=== DÉFI A ===
Citez intégralement le passage sur le contrat social et la démocratie, sans rien y changer.

=== EXTRAIT DU DOCUMENT ===
::::::::
Le contrat social, la démocratie et le vivre ensemble s’en trouvent écartelés entre d’une part des logiques de « gouvernance » globale à visée « post-démocratique », qui font régresser les droits et privent le citoyen de maîtrise réelle de son avenir, d’autre part des logiques de fragmentation politique croissante qui encouragent de fait les replis identitaires et xénophobes.

Face à ce couple infernal de l’uniformité et de l’ethnicisation, nous défendons à la fois l’universalité des droits, comme condition de l’égalité en dignité et en droits, et la reconnaissance des identités multiples qui font l’humanité ainsi que les singularités territoriales qui font les sociétés. Sans cette double reconnaissance, il n’y a ni liberté authentique, ni égalité réelle, ni respect des peuples, des langues et des cultures.
::::::::
=== DONNÉES ENREGISTRÉES ===

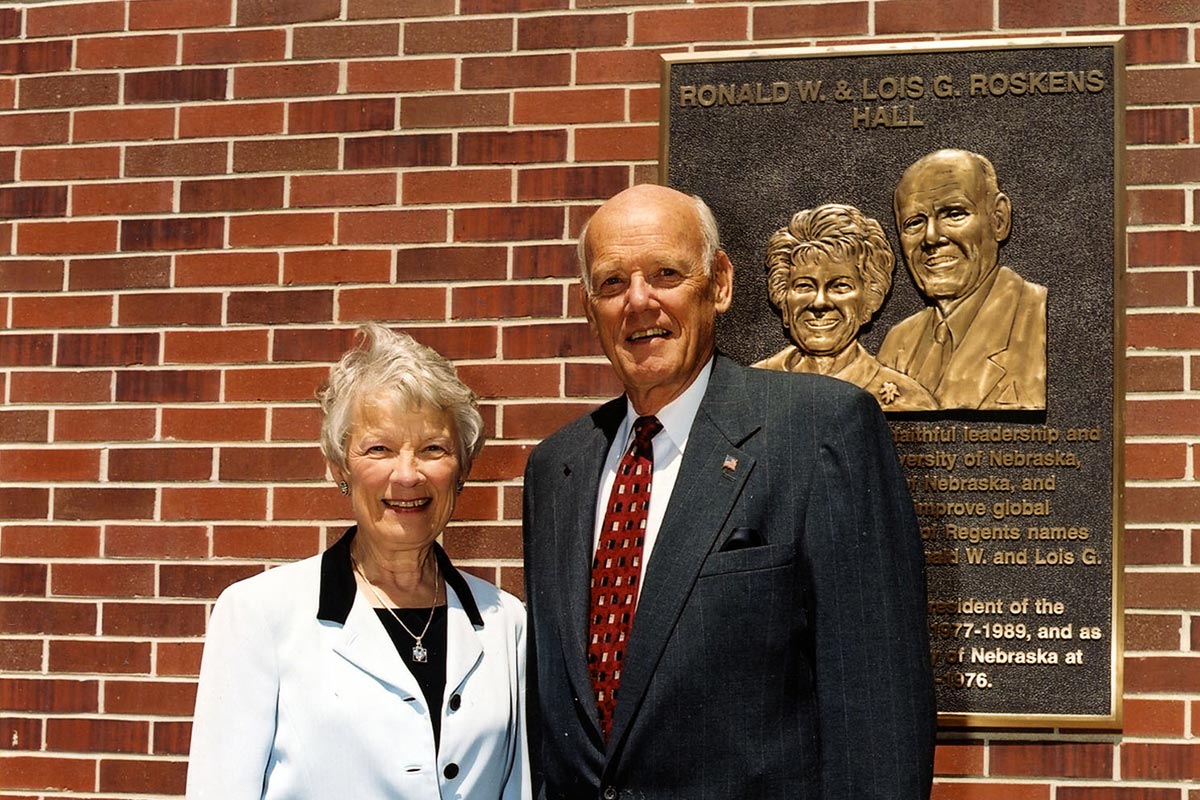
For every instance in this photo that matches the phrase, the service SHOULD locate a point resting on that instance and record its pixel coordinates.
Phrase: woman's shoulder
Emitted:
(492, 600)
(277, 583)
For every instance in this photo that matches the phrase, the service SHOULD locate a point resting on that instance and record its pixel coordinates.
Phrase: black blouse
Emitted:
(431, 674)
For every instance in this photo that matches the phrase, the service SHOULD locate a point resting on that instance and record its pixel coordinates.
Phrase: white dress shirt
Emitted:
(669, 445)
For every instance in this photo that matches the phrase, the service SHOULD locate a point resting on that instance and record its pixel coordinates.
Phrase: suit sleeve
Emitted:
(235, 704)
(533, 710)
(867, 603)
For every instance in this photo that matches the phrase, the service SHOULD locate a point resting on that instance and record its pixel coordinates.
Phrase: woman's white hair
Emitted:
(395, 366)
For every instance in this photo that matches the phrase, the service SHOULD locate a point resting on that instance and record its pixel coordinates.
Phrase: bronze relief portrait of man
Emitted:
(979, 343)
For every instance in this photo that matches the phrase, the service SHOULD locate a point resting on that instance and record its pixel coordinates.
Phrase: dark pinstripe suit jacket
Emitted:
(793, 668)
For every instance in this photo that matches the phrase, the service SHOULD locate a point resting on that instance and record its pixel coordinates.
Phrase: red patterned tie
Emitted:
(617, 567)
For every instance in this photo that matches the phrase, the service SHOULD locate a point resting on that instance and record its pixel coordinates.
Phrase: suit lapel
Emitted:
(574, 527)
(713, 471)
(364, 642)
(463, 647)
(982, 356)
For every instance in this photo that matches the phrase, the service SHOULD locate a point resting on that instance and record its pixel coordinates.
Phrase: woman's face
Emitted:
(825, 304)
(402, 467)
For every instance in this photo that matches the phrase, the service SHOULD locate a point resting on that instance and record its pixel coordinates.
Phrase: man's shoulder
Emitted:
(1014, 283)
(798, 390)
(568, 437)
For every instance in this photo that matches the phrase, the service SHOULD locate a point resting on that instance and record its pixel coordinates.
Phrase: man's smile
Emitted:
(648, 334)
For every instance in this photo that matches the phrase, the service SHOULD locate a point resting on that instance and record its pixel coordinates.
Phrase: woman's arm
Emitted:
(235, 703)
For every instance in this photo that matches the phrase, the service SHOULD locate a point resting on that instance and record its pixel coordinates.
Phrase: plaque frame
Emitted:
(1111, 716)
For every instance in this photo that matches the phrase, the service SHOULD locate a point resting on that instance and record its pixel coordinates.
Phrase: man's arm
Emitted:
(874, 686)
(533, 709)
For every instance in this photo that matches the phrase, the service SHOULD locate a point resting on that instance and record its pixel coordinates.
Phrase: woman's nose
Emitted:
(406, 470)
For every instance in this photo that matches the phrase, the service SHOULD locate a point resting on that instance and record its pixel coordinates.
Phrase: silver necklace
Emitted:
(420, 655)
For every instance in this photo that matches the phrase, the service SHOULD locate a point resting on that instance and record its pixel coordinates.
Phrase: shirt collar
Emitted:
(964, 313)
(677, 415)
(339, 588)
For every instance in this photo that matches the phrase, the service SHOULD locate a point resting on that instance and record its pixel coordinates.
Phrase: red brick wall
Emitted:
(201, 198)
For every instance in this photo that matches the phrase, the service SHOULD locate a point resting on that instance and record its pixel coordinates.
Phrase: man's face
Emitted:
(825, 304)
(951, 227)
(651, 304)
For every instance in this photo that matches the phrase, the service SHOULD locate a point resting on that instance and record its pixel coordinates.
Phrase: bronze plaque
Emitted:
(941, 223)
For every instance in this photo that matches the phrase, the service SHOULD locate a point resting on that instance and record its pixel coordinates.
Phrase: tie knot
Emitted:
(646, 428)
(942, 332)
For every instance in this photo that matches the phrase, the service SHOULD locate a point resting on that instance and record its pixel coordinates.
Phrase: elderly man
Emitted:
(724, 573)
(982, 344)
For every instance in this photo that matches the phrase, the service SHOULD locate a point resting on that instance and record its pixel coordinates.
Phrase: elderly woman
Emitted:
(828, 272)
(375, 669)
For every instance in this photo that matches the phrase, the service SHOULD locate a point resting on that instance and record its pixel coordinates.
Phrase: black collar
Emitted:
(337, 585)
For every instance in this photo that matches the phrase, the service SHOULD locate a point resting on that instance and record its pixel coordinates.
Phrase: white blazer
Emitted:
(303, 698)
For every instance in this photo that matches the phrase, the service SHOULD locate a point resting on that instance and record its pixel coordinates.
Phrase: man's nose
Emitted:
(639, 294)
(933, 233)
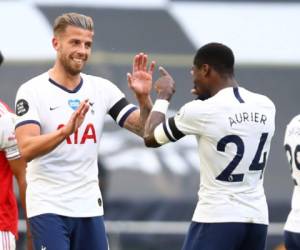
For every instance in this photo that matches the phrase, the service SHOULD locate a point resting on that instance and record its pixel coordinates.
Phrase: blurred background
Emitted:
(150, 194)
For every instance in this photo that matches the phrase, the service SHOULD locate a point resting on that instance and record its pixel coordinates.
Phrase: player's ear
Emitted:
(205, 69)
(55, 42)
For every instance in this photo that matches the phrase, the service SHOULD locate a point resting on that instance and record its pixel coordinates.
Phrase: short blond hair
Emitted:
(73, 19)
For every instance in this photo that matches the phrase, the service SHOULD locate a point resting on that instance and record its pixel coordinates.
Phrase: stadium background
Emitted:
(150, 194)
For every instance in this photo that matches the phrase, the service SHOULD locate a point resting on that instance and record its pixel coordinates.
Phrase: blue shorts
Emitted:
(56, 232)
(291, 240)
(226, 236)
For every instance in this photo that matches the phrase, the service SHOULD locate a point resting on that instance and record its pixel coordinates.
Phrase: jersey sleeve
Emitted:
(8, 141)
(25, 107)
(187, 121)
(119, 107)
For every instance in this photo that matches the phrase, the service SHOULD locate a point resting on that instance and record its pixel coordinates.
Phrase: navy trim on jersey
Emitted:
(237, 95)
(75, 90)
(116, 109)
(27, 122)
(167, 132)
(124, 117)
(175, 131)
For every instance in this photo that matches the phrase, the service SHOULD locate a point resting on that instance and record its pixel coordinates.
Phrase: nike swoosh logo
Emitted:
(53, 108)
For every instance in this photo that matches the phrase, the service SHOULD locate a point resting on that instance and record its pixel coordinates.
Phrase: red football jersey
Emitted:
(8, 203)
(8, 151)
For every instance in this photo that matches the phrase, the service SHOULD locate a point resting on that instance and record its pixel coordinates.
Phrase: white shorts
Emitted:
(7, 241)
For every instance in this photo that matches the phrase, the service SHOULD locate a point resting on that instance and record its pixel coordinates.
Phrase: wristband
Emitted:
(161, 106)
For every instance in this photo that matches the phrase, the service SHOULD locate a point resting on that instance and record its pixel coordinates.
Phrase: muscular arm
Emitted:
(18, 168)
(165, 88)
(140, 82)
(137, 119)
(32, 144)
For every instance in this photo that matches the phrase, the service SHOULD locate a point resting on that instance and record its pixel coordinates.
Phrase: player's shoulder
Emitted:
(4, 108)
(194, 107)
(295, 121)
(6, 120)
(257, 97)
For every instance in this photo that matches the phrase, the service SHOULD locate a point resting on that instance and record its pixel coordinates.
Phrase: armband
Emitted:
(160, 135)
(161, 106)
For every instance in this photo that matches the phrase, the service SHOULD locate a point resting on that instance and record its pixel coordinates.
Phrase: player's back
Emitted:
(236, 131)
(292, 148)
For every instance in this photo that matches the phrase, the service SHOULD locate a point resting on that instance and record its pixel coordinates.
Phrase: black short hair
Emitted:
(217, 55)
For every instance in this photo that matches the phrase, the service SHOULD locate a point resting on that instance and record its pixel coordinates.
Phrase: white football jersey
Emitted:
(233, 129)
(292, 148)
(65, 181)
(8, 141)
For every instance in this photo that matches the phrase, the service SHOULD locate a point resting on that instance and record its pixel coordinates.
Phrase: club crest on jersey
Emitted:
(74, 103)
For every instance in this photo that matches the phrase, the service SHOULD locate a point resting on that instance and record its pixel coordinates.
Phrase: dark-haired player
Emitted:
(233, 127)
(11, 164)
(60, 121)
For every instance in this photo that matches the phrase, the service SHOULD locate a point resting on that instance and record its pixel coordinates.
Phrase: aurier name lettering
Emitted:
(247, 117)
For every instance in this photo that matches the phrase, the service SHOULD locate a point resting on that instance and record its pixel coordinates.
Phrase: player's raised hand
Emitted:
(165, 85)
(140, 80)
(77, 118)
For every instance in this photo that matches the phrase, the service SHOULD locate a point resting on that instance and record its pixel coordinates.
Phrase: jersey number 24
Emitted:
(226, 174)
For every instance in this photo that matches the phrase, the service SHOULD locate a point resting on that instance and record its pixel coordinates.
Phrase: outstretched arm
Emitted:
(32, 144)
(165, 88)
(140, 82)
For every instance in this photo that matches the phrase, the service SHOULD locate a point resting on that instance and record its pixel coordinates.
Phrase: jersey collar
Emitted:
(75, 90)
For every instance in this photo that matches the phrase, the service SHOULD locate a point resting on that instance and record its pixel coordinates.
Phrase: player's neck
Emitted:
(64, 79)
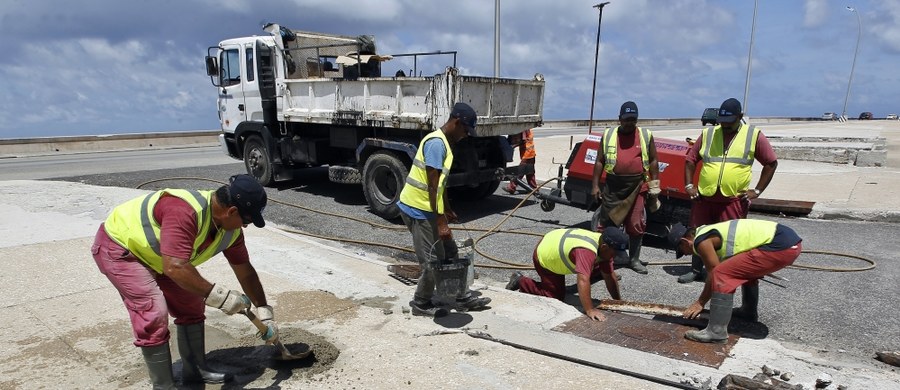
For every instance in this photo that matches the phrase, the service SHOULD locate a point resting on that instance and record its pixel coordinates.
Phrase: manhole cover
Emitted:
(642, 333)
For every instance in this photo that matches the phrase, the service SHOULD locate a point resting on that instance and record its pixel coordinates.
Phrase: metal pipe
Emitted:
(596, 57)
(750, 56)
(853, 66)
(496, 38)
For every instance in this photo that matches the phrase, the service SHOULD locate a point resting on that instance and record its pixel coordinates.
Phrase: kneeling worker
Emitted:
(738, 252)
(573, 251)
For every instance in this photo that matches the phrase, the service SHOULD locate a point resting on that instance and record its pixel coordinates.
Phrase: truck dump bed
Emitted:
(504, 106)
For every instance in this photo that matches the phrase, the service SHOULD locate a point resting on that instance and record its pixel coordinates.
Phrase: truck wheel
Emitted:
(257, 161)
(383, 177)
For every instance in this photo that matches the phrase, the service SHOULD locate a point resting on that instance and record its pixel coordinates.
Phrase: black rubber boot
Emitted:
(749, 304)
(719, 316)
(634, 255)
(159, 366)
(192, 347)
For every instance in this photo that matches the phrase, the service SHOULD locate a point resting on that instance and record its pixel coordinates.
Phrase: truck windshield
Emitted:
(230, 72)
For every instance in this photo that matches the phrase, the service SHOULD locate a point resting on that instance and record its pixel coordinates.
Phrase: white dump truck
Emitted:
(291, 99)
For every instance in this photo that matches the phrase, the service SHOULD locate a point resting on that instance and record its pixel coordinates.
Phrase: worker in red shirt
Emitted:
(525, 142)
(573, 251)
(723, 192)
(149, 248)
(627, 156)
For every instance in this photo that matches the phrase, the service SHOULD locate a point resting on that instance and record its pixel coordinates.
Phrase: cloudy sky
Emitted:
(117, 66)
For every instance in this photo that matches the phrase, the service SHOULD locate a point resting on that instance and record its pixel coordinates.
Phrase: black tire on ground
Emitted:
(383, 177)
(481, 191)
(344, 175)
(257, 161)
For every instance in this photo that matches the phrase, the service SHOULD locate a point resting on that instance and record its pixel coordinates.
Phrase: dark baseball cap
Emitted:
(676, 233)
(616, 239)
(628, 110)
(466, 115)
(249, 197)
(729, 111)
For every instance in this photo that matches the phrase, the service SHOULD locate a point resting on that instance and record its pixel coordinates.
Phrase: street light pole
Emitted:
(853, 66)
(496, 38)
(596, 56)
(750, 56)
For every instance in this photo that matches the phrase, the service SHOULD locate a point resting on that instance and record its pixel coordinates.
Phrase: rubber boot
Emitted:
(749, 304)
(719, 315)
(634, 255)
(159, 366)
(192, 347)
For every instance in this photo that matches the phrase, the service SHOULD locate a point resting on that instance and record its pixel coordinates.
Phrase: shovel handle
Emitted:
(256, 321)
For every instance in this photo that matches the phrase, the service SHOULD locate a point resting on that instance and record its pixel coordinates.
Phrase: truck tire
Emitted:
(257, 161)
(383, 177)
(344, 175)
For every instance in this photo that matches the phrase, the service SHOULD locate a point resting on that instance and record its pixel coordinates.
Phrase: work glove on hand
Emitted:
::::::::
=== DÉFI B ===
Relevez dans les entrées toutes les lignes où figure la chaîne "tire", en tenant compte de la casse.

=== CORRIGÉ A ===
Le contrat social, la démocratie et le vivre ensemble s’en trouvent écartelés entre d’une part des logiques de « gouvernance » globale à visée « post-démocratique », qui font régresser les droits et privent le citoyen de maîtrise réelle de son avenir, d’autre part des logiques de fragmentation politique croissante qui encouragent de fait les replis identitaires et xénophobes.

Face à ce couple infernal de l’uniformité et de l’ethnicisation, nous défendons à la fois l’universalité des droits, comme condition de l’égalité en dignité et en droits, et la reconnaissance des identités multiples qui font l’humanité ainsi que les singularités territoriales qui font les sociétés. Sans cette double reconnaissance, il n’y a ni liberté authentique, ni égalité réelle, ni respect des peuples, des langues et des cultures.

=== CORRIGÉ B ===
Phrase: black tire on ground
Phrase: truck tire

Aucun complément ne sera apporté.